Dataset items
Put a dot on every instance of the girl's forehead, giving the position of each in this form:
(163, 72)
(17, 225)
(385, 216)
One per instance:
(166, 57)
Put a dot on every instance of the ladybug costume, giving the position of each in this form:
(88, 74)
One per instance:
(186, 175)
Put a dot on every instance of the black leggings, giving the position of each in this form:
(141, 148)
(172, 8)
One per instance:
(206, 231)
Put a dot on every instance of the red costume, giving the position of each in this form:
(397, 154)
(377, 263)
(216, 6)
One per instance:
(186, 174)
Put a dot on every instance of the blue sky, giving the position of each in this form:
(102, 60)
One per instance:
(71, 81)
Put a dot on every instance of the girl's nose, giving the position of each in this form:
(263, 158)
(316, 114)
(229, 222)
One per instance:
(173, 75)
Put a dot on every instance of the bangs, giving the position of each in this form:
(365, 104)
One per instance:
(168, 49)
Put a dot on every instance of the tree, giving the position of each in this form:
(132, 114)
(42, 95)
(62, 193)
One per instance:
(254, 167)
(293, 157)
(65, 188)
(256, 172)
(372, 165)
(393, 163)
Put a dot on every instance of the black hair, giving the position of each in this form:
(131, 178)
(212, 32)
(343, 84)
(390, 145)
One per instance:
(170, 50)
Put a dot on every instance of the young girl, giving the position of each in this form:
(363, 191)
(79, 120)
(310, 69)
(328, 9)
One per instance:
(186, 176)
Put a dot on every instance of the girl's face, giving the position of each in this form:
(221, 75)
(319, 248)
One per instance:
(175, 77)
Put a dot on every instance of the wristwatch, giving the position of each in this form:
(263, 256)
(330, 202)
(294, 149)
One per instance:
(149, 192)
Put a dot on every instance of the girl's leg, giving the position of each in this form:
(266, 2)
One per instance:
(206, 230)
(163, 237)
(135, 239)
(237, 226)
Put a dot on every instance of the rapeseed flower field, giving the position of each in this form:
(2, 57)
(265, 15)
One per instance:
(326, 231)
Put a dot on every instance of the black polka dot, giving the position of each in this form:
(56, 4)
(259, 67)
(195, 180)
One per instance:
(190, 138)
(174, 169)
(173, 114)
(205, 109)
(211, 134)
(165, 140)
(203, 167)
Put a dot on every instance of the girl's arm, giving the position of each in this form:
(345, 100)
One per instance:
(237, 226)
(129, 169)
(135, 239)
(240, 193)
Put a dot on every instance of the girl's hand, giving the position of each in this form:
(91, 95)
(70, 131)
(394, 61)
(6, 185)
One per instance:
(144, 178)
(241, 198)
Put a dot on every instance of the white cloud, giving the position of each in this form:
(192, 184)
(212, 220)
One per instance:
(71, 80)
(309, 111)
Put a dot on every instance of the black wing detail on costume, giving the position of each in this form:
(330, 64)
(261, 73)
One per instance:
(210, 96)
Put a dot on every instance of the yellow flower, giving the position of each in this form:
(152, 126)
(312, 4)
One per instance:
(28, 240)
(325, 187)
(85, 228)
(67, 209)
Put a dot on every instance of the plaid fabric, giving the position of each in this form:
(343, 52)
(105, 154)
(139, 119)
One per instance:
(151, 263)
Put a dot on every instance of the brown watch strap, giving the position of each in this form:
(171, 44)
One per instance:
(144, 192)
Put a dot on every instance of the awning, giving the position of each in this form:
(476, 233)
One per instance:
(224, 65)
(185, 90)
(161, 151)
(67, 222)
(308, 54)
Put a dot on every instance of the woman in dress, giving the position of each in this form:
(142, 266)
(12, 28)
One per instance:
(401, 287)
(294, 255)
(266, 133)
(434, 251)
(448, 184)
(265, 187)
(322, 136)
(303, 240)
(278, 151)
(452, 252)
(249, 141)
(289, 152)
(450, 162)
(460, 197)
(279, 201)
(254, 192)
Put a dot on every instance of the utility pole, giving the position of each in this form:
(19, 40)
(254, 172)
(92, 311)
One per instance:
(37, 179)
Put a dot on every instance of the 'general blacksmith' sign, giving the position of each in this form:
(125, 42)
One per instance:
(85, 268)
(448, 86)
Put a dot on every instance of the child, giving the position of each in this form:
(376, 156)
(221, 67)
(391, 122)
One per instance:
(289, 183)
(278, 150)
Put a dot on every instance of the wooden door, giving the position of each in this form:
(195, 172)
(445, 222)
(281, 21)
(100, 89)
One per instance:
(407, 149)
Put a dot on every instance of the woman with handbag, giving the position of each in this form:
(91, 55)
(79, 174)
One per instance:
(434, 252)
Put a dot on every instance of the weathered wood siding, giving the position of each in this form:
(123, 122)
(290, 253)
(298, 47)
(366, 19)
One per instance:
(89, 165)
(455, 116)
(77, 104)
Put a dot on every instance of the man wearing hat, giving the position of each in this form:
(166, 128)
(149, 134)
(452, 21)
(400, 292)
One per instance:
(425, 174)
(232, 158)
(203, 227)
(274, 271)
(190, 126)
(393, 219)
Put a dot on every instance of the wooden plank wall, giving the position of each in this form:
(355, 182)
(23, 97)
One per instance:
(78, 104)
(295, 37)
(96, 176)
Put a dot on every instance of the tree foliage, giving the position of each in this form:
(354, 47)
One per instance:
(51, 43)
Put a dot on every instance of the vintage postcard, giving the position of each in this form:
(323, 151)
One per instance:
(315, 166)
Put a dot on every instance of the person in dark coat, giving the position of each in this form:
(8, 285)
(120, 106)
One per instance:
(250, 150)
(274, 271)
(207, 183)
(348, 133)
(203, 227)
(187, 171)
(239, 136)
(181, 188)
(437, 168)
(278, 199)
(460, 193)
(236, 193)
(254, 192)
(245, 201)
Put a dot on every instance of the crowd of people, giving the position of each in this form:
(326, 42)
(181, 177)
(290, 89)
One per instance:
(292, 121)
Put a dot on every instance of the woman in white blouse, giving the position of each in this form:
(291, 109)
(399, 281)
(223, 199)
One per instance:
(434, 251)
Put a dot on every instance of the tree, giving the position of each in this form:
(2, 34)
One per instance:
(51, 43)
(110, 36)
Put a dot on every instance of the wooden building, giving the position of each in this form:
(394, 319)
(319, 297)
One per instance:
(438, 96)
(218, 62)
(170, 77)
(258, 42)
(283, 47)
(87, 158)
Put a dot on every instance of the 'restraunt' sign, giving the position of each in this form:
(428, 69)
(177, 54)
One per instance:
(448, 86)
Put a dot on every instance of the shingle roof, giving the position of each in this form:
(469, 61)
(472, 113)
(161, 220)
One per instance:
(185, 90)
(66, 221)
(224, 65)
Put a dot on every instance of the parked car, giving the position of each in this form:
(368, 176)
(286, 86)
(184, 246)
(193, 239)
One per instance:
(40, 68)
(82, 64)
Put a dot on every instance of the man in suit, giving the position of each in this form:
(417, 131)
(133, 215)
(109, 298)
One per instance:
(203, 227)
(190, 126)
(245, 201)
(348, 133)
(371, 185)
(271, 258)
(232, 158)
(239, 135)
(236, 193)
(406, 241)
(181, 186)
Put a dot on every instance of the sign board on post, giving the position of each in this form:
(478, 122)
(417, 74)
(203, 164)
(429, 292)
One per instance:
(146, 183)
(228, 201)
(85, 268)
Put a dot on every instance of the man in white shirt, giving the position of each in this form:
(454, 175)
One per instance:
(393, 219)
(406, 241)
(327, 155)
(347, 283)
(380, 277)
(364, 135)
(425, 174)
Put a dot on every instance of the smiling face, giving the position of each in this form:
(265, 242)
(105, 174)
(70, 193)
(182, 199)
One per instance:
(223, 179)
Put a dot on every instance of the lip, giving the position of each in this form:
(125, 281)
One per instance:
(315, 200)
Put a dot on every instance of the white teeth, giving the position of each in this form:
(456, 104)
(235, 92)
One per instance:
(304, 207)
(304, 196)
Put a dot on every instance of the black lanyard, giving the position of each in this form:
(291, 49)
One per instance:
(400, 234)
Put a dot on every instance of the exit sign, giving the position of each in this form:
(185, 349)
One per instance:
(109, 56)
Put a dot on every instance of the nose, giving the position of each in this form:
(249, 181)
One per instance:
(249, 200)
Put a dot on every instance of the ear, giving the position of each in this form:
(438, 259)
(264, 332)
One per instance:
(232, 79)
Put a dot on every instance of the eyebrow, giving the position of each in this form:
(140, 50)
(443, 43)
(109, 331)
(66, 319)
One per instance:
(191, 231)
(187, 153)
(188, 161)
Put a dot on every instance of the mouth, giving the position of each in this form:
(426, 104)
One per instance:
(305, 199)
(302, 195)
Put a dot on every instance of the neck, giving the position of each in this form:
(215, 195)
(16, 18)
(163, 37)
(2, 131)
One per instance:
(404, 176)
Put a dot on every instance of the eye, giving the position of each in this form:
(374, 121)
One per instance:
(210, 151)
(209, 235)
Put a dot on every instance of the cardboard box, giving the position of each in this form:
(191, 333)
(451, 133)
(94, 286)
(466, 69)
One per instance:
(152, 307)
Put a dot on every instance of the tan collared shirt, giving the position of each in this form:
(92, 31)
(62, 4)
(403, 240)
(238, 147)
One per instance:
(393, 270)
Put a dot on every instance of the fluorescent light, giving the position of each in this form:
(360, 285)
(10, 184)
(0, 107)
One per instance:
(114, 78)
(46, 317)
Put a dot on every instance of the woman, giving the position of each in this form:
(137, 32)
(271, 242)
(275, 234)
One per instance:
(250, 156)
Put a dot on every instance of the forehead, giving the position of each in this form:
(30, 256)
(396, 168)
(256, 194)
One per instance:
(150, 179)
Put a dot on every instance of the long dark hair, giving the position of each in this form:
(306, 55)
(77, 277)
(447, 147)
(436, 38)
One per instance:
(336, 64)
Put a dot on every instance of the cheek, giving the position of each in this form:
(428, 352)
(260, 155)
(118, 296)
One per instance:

Exercise requirements:
Filter the data down to the lines that contain the string "nose", and copy them.

Response:
Put a dot on every instance of the girl's nose, giving the position of each in this form:
Put a dot on every instance of the nose, giving the position of each in this form:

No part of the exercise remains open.